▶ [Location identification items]

>>

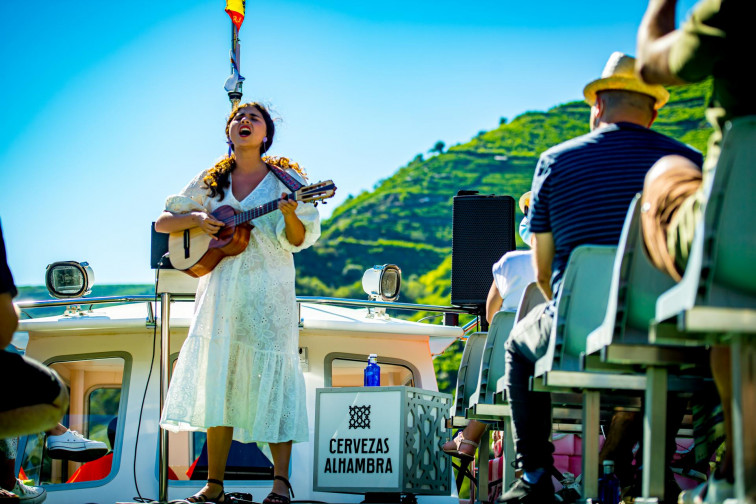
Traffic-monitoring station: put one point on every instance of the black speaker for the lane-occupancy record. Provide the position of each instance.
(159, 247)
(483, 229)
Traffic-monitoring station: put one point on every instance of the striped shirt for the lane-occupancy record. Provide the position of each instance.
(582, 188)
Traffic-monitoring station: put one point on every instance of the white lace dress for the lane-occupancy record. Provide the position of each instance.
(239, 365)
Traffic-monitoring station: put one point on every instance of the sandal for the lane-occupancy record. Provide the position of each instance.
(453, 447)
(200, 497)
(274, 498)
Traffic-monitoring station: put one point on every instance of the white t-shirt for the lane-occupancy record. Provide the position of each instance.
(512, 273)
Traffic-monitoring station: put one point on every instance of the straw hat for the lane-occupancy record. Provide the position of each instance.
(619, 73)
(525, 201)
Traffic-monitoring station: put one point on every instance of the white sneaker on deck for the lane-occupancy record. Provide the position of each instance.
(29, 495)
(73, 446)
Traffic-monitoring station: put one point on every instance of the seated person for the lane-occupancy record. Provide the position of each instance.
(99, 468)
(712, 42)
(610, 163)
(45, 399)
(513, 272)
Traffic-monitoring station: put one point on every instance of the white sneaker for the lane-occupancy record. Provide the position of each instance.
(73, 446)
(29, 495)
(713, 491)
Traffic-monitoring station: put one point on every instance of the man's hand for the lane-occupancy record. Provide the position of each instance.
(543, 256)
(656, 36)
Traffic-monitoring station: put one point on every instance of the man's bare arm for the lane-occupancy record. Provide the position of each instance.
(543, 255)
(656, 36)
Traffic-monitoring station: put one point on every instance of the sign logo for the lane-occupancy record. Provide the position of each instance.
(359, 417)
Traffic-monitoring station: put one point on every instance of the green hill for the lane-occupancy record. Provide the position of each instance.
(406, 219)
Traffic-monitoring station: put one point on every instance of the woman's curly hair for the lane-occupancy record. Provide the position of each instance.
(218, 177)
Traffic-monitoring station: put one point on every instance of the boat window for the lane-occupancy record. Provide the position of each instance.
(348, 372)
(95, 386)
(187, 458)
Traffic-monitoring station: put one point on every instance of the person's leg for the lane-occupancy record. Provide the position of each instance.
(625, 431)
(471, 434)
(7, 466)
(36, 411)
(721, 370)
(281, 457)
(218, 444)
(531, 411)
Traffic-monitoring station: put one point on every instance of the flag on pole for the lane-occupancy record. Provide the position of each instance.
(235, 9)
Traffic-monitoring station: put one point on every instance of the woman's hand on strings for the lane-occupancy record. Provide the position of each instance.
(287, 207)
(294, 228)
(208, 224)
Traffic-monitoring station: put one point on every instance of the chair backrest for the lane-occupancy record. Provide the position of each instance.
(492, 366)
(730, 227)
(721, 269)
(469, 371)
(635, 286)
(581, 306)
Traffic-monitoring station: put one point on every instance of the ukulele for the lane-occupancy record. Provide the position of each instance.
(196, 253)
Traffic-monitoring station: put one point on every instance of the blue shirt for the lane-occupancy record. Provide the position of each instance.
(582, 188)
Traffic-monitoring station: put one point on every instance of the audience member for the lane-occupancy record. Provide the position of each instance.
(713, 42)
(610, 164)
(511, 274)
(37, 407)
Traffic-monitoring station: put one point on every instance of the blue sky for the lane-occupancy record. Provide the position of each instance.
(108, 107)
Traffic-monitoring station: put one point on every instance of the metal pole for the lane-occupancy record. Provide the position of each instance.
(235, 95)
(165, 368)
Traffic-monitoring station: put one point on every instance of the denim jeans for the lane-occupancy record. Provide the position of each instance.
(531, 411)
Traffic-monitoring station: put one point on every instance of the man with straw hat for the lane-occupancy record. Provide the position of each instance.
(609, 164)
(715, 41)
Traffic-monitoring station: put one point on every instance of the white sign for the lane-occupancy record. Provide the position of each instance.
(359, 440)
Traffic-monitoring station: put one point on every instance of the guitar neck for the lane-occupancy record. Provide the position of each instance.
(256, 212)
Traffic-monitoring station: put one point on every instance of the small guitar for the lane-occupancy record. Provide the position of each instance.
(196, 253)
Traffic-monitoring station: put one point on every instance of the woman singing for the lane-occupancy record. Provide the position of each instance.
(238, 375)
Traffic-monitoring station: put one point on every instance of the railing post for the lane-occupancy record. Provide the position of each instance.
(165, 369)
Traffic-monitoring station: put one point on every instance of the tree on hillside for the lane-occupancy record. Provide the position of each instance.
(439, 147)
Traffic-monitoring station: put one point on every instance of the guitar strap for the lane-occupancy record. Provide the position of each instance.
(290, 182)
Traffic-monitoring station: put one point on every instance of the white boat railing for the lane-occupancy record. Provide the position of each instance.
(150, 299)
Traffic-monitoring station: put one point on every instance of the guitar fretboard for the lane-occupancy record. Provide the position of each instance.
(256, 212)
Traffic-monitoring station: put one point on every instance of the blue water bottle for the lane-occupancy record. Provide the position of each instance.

<<

The records above must be echoed exactly, minus their pictures.

Traffic-monitoring station: put one point on every instance of the black speaker for the lane-occupancy record. Provide the position of each instance.
(159, 247)
(483, 229)
Traffic-monitoring station: put one point on every instance of the striped shirt for the lane-occupancy record. Provide the position of each instance.
(582, 188)
Traffic-monitoring station: put one point on every instance of the white lace dress for the lane-occupancy record. Provide the position of each instance.
(239, 365)
Traffic-monitoring station: put one point on every instance of the sandal for the lane-occupancy record. Provide the position of each instance.
(453, 447)
(200, 497)
(274, 498)
Traffic-monitoring station: put one point on every instance of the white t-shirt for the lane-occupancy record. Provide the position of each instance.
(512, 273)
Traffic-monitoring station: put one point on every instance of the straw hat for the lane-occupancy record. Provide the position of each instance.
(619, 73)
(525, 201)
Traffic-monitoring station: put one point on every instance of the white sneaker on deck for the lane-occupancy record. Provide the position of each instance.
(29, 495)
(73, 446)
Traffic-monitoring station: put one point on every instance of the seated person for the lane-occupancy record. Provide the position of each instance.
(99, 468)
(712, 42)
(610, 163)
(45, 399)
(513, 272)
Traffic-monitoring station: put one point on every instance of the white sneaker for the lane-occupancy record. Provide the position of each instance.
(73, 446)
(29, 495)
(713, 491)
Traffic-monitoring station: put one point on every instance of the man's hand for the lane-occupancy record. Provide the position of each instance.
(543, 256)
(656, 36)
Traffic-monitoring station: put one point on every instance of the man's bare arm for the lane-occupancy record. Provide the position of each instance.
(543, 255)
(656, 36)
Traffic-monitoring station: put one point on every instance of the sign logo for the lane-occupancy record. Provide the position of each instance.
(359, 417)
Traffic-monitoring station: put one point on every instance of the green hill for the lane-occupancy record. Provide the position of each instance.
(406, 219)
Traffic-monitoring station: put one point on every instance of the woman's curly hair for the lane-occupancy record. Provide the position of each instance.
(218, 177)
Traffic-monitoring station: put one point on every instance of the boat window for the lane-occupancy record. Provide the position of each instance.
(348, 372)
(95, 386)
(187, 458)
Traffic-monitoring station: put one point on every instance of the person's leg for the lane-occupancy record. Provide the position of each instance.
(625, 431)
(471, 434)
(7, 466)
(36, 411)
(721, 370)
(281, 457)
(218, 444)
(531, 411)
Traffic-monitoring station: put one point on every instance of the flag on pole for the lane-occupancy record. Provide the position of each instance.
(235, 9)
Traffic-monitoring station: put one point on every instance of the woman's hand on strings for the lane-occupancy record. Provide the position of each instance.
(287, 207)
(294, 228)
(208, 224)
Traffic-monitoring station: put one point on every instance of the chair backrest for the lane-occupancy record. Provide the position of each instance.
(492, 366)
(730, 227)
(721, 269)
(469, 371)
(635, 286)
(581, 306)
Traffic-monitoring station: put one point on every instance of the ukulele for the lane-occupancy record. Provide the position of each instance.
(196, 253)
Traffic-monitoring station: put one point on every instance of the blue shirt for the lane-occupancy record. Provide the position of each instance.
(582, 188)
Traffic-monitoring station: put one point on every instance of the audience member for the lane-occupancy record. Provide the position of each instance.
(713, 42)
(610, 164)
(511, 274)
(37, 407)
Traffic-monitoring station: put one point on every instance of the blue sky for the lane-occupancy record. Provide the position of each instance.
(108, 107)
Traffic-monitoring station: put one point on every instance of the metal pole for the lane-occupancy record. Provide the position of each instance.
(235, 95)
(165, 368)
Traffic-monitoring station: put one point on every instance of the denim jeans for the lane-occupancy record. Provide the position of each instance.
(531, 411)
Traffic-monitoring station: put one point on every instance of the man with straw hat for the lane-occupancy record. Provide the position of each instance.
(609, 164)
(715, 41)
Traffic-monitoring station: put one point on every instance of the white sign for the lane-occupancy record. Provide the position of each instance.
(359, 440)
Traffic-monitoring station: put one point on every instance of the guitar neck for the lane-occupancy record. Provide the position of each instance.
(256, 212)
Traffic-monitoring station: put one point on every instance of the small guitar for the lane-occupancy record. Provide the position of each instance.
(196, 253)
Traffic-monitoring station: put one point on every instance of the woman singing for the lane-occupancy record. Provide the position of each instance.
(238, 375)
Traffic-monitoring station: put one point on every instance of the railing post for the lane-occupancy record. Provide the position of each instance.
(165, 369)
Traffic-monitoring station: put one point on every instance of the tree on hillside for the lane-occupancy record. Provide the position of each instance.
(439, 147)
Traffic-monitoring station: put one point on every instance of the guitar strap for the lane-occupancy record. Provide the position of each instance.
(290, 182)
Traffic-monitoring station: put one point on every instance of the white boat railing for the lane-occupancy record. Provide the position of each instance.
(150, 299)
Traffic-monitoring station: put one point on every instance of the guitar fretboard for the lane-occupancy record. Provide the position of each instance.
(256, 212)
Traffic-monitoring station: put one point on every instance of the blue water bottle for the lane-occupancy record. Provide the position of each instance.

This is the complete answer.